**WHAT IS BEING ASKED**
When you spot the word "road" in a line of the data below, copy that line.

**PROVIDED RECORDS**
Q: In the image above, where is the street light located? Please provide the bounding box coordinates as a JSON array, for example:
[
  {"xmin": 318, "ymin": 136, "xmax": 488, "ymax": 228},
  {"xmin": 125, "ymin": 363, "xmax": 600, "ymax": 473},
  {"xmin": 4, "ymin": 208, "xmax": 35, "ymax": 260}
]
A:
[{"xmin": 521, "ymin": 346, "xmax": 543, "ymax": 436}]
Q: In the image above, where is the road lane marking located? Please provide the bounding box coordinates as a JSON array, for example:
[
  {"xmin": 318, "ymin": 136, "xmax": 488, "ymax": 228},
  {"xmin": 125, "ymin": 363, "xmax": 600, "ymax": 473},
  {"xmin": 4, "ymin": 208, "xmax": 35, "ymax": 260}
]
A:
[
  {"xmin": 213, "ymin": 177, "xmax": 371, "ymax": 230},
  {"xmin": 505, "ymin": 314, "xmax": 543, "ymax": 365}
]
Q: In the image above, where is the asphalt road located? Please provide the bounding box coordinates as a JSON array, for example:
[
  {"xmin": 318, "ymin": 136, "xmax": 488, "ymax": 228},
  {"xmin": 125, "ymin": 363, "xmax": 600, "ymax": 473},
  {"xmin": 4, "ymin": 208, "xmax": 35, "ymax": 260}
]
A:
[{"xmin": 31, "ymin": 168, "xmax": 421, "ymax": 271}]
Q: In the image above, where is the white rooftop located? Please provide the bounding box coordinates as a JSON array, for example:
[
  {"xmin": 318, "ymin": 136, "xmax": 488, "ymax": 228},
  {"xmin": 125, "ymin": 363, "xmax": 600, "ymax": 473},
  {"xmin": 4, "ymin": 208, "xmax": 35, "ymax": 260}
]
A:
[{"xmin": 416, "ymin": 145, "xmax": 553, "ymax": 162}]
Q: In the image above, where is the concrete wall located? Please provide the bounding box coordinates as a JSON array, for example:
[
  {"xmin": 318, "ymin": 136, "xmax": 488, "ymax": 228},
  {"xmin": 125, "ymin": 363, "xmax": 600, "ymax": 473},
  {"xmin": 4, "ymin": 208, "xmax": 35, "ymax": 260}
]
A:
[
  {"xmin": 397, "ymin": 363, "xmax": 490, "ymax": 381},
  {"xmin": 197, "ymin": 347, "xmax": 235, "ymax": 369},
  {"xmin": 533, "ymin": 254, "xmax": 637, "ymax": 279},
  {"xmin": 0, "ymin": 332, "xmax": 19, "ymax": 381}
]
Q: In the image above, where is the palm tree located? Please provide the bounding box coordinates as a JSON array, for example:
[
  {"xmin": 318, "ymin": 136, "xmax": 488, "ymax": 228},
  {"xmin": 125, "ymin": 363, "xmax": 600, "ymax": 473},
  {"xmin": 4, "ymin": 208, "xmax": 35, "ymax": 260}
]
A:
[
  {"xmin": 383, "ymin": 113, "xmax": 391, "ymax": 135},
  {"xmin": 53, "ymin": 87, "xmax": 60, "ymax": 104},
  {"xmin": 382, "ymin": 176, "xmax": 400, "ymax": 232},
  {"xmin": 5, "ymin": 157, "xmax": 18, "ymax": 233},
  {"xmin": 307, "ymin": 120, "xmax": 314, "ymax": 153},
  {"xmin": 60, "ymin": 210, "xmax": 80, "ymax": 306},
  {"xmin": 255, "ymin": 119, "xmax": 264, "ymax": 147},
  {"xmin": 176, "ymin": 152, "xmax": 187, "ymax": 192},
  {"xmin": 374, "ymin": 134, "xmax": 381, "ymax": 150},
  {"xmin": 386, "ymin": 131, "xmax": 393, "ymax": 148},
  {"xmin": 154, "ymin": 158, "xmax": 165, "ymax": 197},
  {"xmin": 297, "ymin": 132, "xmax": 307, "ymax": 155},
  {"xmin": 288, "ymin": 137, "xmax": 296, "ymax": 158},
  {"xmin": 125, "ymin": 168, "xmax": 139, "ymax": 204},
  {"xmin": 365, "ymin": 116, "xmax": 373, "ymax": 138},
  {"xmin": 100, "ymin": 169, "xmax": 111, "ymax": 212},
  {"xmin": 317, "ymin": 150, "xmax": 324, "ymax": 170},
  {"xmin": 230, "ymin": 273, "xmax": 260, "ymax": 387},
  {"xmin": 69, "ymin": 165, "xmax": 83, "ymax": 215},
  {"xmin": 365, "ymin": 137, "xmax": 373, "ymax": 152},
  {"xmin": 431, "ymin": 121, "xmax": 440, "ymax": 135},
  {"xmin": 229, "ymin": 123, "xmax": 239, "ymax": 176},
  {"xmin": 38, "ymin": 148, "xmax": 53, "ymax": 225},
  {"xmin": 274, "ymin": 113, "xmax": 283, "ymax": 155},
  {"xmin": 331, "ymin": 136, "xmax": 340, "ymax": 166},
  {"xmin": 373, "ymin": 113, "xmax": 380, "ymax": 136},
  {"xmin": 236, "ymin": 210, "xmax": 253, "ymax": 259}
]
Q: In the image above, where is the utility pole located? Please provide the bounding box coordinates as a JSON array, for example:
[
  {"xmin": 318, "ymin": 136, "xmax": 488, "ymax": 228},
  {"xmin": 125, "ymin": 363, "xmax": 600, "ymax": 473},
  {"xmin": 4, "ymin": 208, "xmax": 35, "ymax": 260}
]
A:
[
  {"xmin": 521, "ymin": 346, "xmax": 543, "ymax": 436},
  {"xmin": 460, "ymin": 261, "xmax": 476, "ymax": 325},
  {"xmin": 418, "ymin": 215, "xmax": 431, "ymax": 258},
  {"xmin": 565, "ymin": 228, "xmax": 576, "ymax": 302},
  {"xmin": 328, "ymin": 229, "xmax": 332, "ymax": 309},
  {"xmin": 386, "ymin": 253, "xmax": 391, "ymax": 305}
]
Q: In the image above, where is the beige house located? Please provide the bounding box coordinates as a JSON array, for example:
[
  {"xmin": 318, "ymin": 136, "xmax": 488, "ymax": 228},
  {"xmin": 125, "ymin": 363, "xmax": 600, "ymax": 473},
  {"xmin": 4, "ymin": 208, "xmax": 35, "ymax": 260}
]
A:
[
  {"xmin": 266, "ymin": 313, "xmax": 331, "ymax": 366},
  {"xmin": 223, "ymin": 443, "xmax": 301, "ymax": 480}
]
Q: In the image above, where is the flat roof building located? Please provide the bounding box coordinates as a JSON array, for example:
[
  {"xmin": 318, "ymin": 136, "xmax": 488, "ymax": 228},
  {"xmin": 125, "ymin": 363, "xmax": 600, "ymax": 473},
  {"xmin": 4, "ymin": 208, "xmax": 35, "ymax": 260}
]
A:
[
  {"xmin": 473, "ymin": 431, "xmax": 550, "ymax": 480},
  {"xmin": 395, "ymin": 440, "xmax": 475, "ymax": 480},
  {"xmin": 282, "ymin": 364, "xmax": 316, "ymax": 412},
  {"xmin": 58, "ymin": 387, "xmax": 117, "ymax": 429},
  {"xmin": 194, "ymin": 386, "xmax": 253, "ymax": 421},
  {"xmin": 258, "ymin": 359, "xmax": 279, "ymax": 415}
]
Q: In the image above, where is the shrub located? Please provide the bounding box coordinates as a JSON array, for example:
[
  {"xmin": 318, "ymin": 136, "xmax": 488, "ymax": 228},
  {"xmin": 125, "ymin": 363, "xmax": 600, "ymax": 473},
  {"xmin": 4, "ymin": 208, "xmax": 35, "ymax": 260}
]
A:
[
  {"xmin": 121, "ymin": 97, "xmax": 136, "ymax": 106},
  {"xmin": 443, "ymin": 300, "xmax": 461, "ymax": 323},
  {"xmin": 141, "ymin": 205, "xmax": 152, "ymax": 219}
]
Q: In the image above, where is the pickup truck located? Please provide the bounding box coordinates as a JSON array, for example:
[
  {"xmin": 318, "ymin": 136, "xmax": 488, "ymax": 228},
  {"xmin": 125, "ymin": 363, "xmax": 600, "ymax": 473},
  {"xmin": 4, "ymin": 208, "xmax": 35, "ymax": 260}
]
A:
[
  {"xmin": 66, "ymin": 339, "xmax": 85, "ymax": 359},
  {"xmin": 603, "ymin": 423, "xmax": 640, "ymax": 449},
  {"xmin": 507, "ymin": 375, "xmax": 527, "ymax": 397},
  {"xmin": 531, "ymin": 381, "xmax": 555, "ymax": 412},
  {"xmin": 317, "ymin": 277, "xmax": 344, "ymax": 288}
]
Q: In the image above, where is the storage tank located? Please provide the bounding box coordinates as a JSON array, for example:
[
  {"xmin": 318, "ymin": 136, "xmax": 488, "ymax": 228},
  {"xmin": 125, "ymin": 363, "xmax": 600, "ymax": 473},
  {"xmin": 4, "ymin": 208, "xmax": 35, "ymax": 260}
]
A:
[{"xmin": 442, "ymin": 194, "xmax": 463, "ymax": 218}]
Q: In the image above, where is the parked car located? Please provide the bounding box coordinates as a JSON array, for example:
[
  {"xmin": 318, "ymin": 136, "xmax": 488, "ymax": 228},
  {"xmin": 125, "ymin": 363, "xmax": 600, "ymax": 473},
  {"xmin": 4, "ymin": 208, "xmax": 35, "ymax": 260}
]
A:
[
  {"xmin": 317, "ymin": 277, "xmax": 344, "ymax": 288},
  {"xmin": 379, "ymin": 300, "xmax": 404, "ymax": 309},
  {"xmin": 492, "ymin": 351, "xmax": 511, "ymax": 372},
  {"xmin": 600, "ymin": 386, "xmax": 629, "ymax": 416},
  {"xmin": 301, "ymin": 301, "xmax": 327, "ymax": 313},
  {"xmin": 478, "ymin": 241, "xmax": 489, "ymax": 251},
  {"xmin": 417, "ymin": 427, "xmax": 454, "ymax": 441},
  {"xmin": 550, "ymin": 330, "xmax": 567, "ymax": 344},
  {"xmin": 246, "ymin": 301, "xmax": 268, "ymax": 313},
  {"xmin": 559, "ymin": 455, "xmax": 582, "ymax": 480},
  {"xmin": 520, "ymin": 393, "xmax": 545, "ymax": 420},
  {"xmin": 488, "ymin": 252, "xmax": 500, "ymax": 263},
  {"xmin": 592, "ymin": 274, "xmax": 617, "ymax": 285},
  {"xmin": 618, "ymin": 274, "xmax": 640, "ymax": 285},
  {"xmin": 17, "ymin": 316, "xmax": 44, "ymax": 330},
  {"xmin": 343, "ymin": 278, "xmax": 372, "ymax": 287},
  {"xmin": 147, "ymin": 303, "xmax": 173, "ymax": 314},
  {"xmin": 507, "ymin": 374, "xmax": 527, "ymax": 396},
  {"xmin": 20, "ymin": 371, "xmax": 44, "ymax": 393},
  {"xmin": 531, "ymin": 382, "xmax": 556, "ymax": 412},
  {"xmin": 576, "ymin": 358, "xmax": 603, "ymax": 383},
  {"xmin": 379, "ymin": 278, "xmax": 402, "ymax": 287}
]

**OUTPUT**
Q: In the image above, where is the road lane marking located? Please provide the bounding box coordinates as a JSON array, for example:
Q: In the image above, where is the asphalt road located? Please provide the bounding box coordinates as a JSON array, for example:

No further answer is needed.